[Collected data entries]

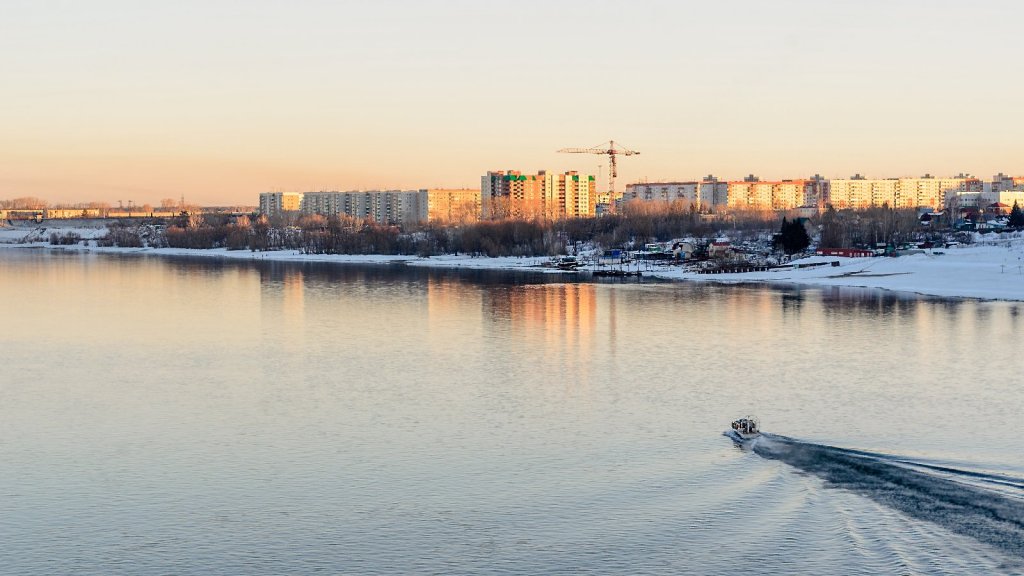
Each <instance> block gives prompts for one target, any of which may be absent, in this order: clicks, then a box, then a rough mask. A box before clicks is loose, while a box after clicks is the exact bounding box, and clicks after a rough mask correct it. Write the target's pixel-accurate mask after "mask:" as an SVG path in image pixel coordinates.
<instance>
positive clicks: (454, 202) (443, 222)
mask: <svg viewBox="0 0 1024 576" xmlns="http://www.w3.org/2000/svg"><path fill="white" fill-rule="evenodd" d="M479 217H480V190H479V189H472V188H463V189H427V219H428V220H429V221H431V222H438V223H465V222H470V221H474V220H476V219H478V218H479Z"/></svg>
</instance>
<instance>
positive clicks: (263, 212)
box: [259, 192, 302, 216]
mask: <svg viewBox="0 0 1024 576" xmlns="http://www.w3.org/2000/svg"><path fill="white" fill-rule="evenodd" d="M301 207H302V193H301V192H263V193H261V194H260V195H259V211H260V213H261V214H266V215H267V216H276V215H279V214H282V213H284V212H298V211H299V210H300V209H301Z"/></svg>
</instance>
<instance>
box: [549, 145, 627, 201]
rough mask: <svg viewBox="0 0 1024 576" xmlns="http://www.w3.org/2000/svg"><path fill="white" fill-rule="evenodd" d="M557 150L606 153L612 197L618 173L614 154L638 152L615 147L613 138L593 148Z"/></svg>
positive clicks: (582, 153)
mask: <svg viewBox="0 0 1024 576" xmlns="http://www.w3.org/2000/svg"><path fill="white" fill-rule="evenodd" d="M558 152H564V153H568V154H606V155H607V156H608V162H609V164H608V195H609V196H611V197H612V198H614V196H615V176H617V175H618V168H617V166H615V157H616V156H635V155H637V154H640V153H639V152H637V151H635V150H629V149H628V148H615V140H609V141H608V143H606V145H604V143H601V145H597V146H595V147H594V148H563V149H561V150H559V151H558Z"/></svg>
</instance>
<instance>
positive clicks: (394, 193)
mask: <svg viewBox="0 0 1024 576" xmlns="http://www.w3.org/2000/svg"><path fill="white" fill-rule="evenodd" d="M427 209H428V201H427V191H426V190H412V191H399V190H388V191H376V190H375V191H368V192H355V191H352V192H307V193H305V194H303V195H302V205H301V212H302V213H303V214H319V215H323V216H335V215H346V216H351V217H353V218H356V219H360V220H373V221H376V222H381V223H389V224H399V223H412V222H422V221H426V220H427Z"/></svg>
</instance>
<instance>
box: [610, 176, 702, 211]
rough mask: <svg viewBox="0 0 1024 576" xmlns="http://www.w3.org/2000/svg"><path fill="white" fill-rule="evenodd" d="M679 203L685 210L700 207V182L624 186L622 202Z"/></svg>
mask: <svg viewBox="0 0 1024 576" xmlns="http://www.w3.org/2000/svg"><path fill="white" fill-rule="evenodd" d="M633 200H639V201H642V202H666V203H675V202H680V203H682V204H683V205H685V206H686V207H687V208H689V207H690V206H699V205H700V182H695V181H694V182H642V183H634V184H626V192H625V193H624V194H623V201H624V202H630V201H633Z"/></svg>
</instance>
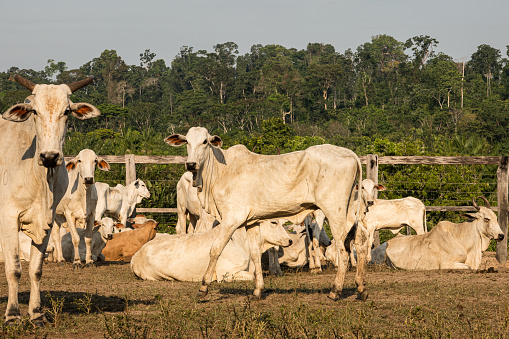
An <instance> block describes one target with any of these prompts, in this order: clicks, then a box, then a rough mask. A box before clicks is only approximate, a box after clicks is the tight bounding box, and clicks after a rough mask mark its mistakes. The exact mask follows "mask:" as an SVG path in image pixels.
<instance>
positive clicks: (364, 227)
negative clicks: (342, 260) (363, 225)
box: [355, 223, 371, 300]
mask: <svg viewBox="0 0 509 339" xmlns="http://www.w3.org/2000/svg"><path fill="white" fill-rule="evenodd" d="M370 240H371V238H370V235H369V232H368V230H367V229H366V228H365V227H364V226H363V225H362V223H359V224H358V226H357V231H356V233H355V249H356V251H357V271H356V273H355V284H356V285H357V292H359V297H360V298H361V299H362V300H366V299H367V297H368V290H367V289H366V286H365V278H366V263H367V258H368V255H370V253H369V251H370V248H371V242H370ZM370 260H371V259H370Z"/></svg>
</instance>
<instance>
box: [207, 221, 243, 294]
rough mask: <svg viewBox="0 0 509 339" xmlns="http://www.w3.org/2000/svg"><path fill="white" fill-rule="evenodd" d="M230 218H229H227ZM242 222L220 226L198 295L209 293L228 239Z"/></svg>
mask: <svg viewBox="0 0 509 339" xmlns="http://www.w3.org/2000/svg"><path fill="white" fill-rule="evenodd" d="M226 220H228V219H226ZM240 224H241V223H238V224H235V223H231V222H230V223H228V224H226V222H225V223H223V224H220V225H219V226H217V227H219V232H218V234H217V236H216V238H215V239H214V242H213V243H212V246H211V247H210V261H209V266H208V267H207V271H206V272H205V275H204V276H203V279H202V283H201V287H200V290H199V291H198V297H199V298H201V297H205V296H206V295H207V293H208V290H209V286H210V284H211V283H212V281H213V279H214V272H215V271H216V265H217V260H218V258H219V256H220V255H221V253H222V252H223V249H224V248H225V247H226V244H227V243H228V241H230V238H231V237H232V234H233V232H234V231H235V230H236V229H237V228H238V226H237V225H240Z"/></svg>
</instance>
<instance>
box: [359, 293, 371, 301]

What is expected. Tell how many lines of the data above contain the word "image", giving the number by itself.

Response for this exercise. 2